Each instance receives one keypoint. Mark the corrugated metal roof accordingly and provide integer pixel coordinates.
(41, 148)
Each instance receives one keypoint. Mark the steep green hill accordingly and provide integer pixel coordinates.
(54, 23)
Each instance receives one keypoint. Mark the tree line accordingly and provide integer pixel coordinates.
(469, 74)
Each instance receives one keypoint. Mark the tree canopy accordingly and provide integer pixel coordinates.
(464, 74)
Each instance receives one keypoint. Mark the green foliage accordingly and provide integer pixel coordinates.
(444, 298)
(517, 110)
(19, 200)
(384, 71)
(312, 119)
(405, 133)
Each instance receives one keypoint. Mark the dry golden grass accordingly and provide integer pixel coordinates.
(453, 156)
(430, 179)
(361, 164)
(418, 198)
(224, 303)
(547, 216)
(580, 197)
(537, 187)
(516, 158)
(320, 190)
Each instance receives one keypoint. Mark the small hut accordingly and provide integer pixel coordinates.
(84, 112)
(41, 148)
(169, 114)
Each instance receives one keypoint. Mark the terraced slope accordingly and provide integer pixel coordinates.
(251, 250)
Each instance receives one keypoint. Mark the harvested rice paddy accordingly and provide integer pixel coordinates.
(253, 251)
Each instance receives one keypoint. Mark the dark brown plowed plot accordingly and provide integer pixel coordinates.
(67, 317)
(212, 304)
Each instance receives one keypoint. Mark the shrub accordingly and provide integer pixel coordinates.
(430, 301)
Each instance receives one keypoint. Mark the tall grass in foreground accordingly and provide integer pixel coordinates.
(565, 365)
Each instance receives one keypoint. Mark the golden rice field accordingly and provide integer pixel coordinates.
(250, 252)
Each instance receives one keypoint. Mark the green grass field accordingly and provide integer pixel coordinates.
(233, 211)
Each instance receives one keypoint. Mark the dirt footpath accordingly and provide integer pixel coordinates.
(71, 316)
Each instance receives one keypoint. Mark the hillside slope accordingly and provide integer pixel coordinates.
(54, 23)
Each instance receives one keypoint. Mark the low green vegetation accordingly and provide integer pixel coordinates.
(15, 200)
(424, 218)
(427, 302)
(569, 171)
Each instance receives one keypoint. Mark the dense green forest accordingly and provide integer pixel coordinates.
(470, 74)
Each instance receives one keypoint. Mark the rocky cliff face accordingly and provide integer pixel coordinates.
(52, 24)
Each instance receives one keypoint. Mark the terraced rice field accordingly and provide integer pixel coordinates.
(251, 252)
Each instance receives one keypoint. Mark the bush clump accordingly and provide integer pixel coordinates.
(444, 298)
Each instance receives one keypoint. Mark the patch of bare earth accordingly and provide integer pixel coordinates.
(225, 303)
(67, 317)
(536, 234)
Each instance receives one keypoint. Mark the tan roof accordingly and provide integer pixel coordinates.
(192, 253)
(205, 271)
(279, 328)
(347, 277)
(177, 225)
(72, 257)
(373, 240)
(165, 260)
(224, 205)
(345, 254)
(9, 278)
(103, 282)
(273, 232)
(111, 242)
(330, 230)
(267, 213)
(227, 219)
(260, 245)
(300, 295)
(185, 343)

******

- _Description of the task_
Output the line containing "Each instance receives one keypoint. Mark the tan" and all lines after it to the end of the records, exactly as given.

- _Task response_
Each instance receives one keypoint. Mark the tan roof accordingly and provide integer pixel coordinates.
(192, 253)
(205, 271)
(279, 328)
(347, 277)
(177, 225)
(72, 257)
(373, 240)
(165, 260)
(224, 205)
(345, 254)
(9, 278)
(103, 282)
(273, 232)
(111, 242)
(330, 230)
(267, 213)
(227, 219)
(260, 245)
(300, 295)
(185, 343)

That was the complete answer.